» Instruções:
**a.** Segundo a entrevista sobre teatro musical, quanto tempo durou o workshop de preparação para “Hair”?
**b.** Prolongue a entrevista sobre teatro musical a partir da última frase apresentada.

» Texto fornecido:
___
Além de “Alegria”, você também já fez vários clássicos como “Hair” e “Les Misérables”, original do autor Victor Hugo. Como é a responsabilidade e o preparo para reviver personagens tão aclamados e eternizados pelo público, como foram nesses casos?
O ‘Hair’ foi especial, não apenas por ser meu primeiro trabalho profissional no teatro musical, mas porque tive todo o suporte da produção e da direção. Então posso falar que foi “fácil” viver esses personagens, porque tive todo o apoio que precisava. Foram duas semanas de workshop pra entender tudo sobre a história, os personagens, e eu fui me apaixonando cada vez mais. E eu fui inserida muito bem naquele elenco, então a gente tava no mesmo clima, no mesmo propósito.
E o ‘Les Misérables’, por ser uma franquia, a gente não tem a oportunidade criar tanto, mas sempre tem uma gotinha, sempre tem uma dose (rs). Eu era substituta das duas personagens principais, então eu tentava encaixa-las na minha realidade, no meu perfil vocal. E isso é um trabalho interno, de criar essa identidade e transformar algo novo.
Uma das curiosidades que soubemos, foi que o processo de seleção do Cirque Du Soleil foi realizado totalmente de forma virtual. O que você sentiu na hora de realizar esse processo e como foram os critérios dos avaliadores?
Foi a única seleção que eu fiz 100% virtual. Eu me inscrevi pro casting há anos atrás, então eu coloquei vídeos que pudessem mostrar o meu talento. E tentei ser a mais verdadeira possível. Acho que talvez a maior dificuldade foram os prazos, e não saber com quantas pessoas eu estava concorrendo. Mas acho que isso foi algo benéfico. Essa incógnita, esse mistério, deixa as coisas mais emocionantes. Todo o processo foi rápido, preciso. E eles sempre foram muitos gentis nas suas respostas, seja o sim ou o não, então isso me animou bastante.
___
» Dados fornecidos:
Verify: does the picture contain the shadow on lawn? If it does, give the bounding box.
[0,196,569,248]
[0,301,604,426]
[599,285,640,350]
___
» Respostas:
**a.** Duas semanas.

**b.**
Falando um pouco sobre magia, nós sabemos que todo espetáculo ou produção artística possui a sua própria e que todas têm formas bem especiais e únicas. O que mais a encanta no dia a dia da profissão que você decidiu escolher e qual considera ter sido seu maior momento?
A maior magia que a arte proporciona é fazer as pessoas esquecerem um pouco a realidade tão dura. Essa pandemia mostrou que ninguém consegue viver sem arte. A arte faz as pessoas respirarem, voltarem a sonhar, rir, chorar e perceber que tem tanta coisa linda para se viver. E isso a gente consegue fazer através da dança, da música, de um gesto. E como o musical tem tudo isso misturado, essa emoção fica maior.
Eu pude fazer musicais que contam histórias verdadeiras, marcantes, e como a gente não pode voltar no tempo, o teatro proporciona isso, dá as pessoas essa visão, e permite que elas se emocionem. E a minha profissão eu posso embalar qualquer momento, então mesmo em momentos mais triste, eu posso deixar as pessoas mais tranquilas. E eu acho que isso é o mais mágico, fazer as pessoas olharem o mundo com essa visão mais leve.
Acho que o maior momento da minha vida tenha sido no Prêmio Cesgrandrio, o último que teve antes da pandemia. Eu pude homenagear uma mulher preta (Ruth de Souza) que abriu as portas pra nós, e cantar uma canção que tem muita representatividade, e as pessoas entenderem e aplaudirem isso. E no dia do prêmio eu estava cantando o que eu vivo todos os dias. A minha militância é uma luta diária, então ali era eu mesma, e acho que esse talvez seja o momento mais único da minha vida.
Em sua autoavaliação, o que torna Cássia Raquel uma pessoa única dentro das produções?
Serenidade. A gente está em um período de correria, e eu acredito que quando a nossa presença é calma, a gente passa isso para as pessoas. E eu quero passar essa plenitude. E o teatro é um trabalho muito instável, porque a gente trabalha por temporada, então existe sempre uma ansiedade. Então quanto mais serenidade eu tiver, eu consigo trabalhar melhor, e acho que esse é meu maior diferencial. Esse autocontrole faz com que eu me divirta em cena, que eu decore as coreografias. E a gente precisa manter essa energia em alta, porque depende da gente transmitir isso pra plateia.